GIVEN TASK
Reproduce each record exactly.

[Extracted data entries]

|---|

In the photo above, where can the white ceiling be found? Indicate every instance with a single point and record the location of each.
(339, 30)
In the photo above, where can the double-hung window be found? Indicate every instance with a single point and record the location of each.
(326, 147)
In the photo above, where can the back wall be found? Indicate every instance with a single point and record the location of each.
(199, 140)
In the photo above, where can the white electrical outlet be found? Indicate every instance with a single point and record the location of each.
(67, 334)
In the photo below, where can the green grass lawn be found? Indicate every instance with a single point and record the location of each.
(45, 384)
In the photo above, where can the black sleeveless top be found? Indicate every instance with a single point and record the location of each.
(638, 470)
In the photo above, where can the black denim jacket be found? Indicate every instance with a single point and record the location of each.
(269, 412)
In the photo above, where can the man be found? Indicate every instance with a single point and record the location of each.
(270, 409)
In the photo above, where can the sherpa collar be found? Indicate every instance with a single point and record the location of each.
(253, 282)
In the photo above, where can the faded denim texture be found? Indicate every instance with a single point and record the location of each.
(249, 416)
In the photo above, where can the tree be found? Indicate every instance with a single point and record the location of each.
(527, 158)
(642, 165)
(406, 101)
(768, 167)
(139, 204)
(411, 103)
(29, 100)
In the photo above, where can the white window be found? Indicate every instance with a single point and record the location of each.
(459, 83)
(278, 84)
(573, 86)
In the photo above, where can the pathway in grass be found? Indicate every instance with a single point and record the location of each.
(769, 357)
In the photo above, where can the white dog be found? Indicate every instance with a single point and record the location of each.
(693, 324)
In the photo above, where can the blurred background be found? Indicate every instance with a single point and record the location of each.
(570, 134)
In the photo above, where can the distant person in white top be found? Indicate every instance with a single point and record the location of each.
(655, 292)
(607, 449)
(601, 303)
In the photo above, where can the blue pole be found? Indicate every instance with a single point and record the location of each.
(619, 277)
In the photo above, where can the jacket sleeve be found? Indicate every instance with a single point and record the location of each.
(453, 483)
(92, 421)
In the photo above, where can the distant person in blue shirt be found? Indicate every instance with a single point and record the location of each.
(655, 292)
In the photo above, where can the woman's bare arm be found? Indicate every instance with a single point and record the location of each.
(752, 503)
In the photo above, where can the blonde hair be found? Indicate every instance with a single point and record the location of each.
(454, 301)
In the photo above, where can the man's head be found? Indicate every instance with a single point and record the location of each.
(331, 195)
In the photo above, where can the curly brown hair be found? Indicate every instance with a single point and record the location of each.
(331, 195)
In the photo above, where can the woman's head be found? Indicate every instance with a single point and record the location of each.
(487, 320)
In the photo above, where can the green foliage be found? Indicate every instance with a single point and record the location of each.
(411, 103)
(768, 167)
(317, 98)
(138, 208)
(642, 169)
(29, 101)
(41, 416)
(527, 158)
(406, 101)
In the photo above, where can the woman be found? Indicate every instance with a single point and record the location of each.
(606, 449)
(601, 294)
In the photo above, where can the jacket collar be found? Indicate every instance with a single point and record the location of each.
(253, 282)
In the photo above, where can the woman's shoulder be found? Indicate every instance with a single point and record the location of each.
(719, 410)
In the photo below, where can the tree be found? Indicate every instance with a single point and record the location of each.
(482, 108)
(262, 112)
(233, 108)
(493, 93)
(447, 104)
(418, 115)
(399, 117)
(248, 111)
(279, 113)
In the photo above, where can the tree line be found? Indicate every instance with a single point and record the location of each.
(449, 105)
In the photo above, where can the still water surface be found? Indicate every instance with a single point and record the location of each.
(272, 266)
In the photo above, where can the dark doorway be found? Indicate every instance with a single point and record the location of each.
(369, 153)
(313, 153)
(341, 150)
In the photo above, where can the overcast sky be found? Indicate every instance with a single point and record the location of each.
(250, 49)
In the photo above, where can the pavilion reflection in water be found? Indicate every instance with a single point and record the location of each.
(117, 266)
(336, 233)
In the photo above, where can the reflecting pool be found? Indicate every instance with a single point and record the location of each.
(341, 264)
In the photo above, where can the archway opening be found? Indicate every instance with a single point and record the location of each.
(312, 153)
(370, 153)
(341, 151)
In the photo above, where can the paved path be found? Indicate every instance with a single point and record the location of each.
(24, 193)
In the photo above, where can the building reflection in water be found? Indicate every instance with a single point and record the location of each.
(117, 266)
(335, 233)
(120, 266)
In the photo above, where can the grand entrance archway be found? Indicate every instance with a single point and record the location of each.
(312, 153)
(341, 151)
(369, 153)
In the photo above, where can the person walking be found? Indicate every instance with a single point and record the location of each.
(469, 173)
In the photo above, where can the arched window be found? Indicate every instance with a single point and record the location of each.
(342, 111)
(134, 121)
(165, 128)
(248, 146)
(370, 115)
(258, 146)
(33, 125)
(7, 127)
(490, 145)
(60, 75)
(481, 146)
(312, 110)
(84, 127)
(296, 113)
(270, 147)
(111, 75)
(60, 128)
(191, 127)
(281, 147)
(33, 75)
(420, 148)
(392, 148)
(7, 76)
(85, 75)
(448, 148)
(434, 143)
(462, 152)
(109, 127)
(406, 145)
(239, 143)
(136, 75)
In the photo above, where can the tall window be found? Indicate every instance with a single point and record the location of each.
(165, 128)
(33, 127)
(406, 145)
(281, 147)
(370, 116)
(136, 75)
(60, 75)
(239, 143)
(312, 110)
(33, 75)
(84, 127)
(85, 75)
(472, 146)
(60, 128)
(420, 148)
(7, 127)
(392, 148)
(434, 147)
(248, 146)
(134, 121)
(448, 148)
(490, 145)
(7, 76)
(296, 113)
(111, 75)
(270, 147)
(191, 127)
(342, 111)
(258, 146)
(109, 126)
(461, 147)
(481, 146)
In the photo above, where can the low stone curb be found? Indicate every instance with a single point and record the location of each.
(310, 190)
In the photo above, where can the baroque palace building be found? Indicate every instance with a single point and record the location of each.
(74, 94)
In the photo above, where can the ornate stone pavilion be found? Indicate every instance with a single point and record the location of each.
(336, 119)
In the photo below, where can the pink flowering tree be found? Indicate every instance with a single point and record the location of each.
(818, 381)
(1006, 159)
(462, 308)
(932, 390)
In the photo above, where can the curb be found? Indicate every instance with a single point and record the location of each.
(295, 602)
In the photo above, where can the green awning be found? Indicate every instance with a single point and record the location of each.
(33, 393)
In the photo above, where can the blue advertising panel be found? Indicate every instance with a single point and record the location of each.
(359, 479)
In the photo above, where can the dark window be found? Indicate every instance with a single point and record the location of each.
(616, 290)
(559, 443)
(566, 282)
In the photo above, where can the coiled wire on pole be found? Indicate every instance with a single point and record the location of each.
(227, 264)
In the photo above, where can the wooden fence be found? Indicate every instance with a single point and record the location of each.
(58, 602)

|---|

ANSWER TO THE TASK
In the photo above, where can the white ceiling be found? Indicate every instance with a single point and record the location of each.
(339, 30)
In the photo above, where can the double-hung window be found? Indicate every instance with a single point and record the location of each.
(326, 147)
In the photo above, where can the back wall be found? Indicate every instance with a single point and record the location of each.
(199, 140)
In the photo above, where can the white electrical outlet be found? Indicate every instance with a single point and record the location of each.
(67, 334)
In the photo below, where can the green grass lawn be found? Indicate every instance with a single point and record the location of each.
(45, 384)
In the photo above, where can the black sleeveless top be found? Indicate every instance with a single point and record the location of each.
(638, 470)
In the photo above, where can the black denim jacket be found? Indicate every instance with a single point and record the location of each.
(269, 412)
In the photo above, where can the man be found? Indicate every instance with a single point and record the location of each.
(270, 409)
In the photo above, where can the sherpa collar be found? Indicate every instance with a single point and record the location of each.
(253, 282)
In the photo above, where can the faded denim texture be found? Indicate every instance with a single point and record the location of each.
(249, 416)
In the photo above, where can the tree be found? Indicate every instance with a single point and record the location of each.
(527, 158)
(642, 165)
(406, 101)
(768, 167)
(139, 204)
(411, 103)
(29, 100)
In the photo above, where can the white window be found? Indicate every instance with a single point and record the location of each.
(459, 83)
(278, 84)
(573, 86)
In the photo above, where can the pathway in grass be found? Indicate every instance with a single point and record the location of each.
(769, 357)
In the photo above, where can the white dog be found? Indicate every instance with a single point and record the location of each.
(693, 324)
In the photo above, where can the blurred background be found? Indicate every instance with a single point and record the location of each.
(570, 134)
In the photo above, where can the distant person in white top be found? Indicate every instance with a single point and record the location of each.
(655, 292)
(607, 449)
(601, 303)
In the photo above, where can the blue pole be found? Indicate every instance with a single point and record the location of each.
(619, 277)
In the photo above, where can the jacket sleeve be found? Indicate every instance with a single point and record the location of each.
(453, 483)
(92, 421)
In the photo above, where can the distant person in blue shirt be found? Indicate every instance with a single point and record the location of each.
(655, 292)
In the photo above, where can the woman's bare arm be found? Indicate every instance with a single point and record the location of each.
(752, 503)
In the photo above, where can the blonde hair be found? Indicate every instance with a single point and record the location of each.
(454, 301)
In the photo above, where can the man's head be found? Indicate every instance with a single point and record the location of each.
(331, 195)
In the photo above, where can the curly brown hair be found? Indicate every instance with a single point and record the location of each.
(331, 195)
In the photo above, where can the woman's head be found? Indicate every instance with a single point and record the location of each.
(487, 320)
In the photo above, where can the green foliage be found? Indicate every instance with a single point and record the location of each.
(411, 103)
(768, 167)
(317, 98)
(138, 208)
(642, 169)
(29, 101)
(41, 416)
(527, 158)
(406, 101)
In the photo above, where can the woman be found? Indicate every instance with a single point and record the location of each.
(606, 449)
(601, 294)
In the photo above, where can the jacket collar be found? Indicate every instance with a single point and record the location of each.
(253, 282)
In the photo above, where can the woman's shoulder be found? Indicate every instance with a single point and record the location of each.
(719, 410)
In the photo below, where can the tree be found? Indicate every instance with a single point and record the location of each.
(482, 108)
(262, 112)
(233, 108)
(493, 93)
(447, 104)
(418, 115)
(399, 117)
(248, 111)
(279, 113)
In the photo above, where can the tree line be found? Indicate every instance with a single point and record the location of each.
(449, 105)
In the photo above, where can the still water surface be found? Indicate every instance with a single point and record the location of each.
(272, 266)
In the photo above, where can the dark doorway be found? Indicate every instance with a single point and record the location of each.
(369, 153)
(313, 153)
(341, 150)
In the photo above, where can the overcast sky be found? Indicate every instance with a single point and record the location of each.
(250, 49)
In the photo above, where can the pavilion reflection in water be found? Indicate every instance with a single point and record the location of each.
(117, 266)
(336, 233)
In the photo above, where can the reflecting pool be found? Indicate every instance with a single point and record the location of each.
(341, 264)
In the photo above, where can the archway opening be found? Indicate every instance with a single point and record the location of each.
(312, 153)
(370, 153)
(341, 151)
In the photo above, where can the paved path be found? Indicate every instance with a single point and record the location of each.
(24, 193)
In the photo above, where can the building reflection in water be found? Indicate every instance with a single point and record the location of each.
(117, 266)
(335, 233)
(120, 266)
In the photo above, where can the grand entrance archway be found? Indicate every instance with a single point and record the location of each.
(312, 153)
(341, 151)
(369, 153)
In the photo above, where can the person walking be found? Indicate every instance with a single point and record the location of each.
(469, 173)
In the photo above, where can the arched window be found? Indicate every instance with a single point and record the location of each.
(342, 111)
(134, 121)
(165, 128)
(248, 146)
(370, 115)
(258, 146)
(33, 125)
(7, 127)
(490, 145)
(60, 75)
(481, 146)
(312, 110)
(84, 127)
(296, 113)
(270, 147)
(111, 75)
(60, 128)
(191, 127)
(281, 147)
(33, 75)
(420, 148)
(392, 148)
(7, 76)
(85, 75)
(448, 148)
(434, 143)
(462, 152)
(109, 127)
(406, 145)
(239, 143)
(136, 75)
In the photo above, where can the tall window be found? Indicate every instance with a single point and record the location of each.
(165, 128)
(33, 127)
(406, 145)
(281, 147)
(370, 116)
(136, 75)
(60, 75)
(239, 143)
(312, 110)
(33, 75)
(84, 127)
(85, 75)
(472, 146)
(60, 128)
(420, 148)
(7, 127)
(392, 148)
(434, 147)
(248, 146)
(134, 121)
(448, 148)
(490, 145)
(7, 76)
(296, 113)
(111, 75)
(270, 147)
(191, 127)
(342, 111)
(258, 146)
(109, 126)
(461, 147)
(481, 146)
In the photo above, where can the low stone curb be found? Indicate every instance with a single point and record the location of each.
(310, 190)
In the photo above, where can the baroque palace building be found? Indicate every instance with a single point and record the location of each.
(74, 94)
In the photo above, where can the ornate stone pavilion be found? Indicate every instance with a single point and record the location of each.
(336, 119)
In the photo below, where can the pink flowering tree be found? Indicate every instance with a single point and record the location of each.
(818, 381)
(1006, 159)
(462, 308)
(932, 390)
In the photo above, where can the curb be found? Indicate every instance with a single point and record the location of each.
(295, 602)
In the photo above, where can the green awning be found? Indicate every instance with a single point and record the location of each.
(33, 393)
In the photo above, where can the blue advertising panel be found? Indicate every instance with a single point and record the location of each.
(359, 479)
In the photo above, where can the dark window be found? Indicate every instance with a single point and record the location of each.
(616, 290)
(559, 443)
(566, 282)
In the photo above, where can the coiled wire on pole be found? Indicate every instance with a single point and record the location of each.
(227, 264)
In the photo above, where can the wooden fence be found? Indicate every instance with a single point and record the location of each.
(58, 602)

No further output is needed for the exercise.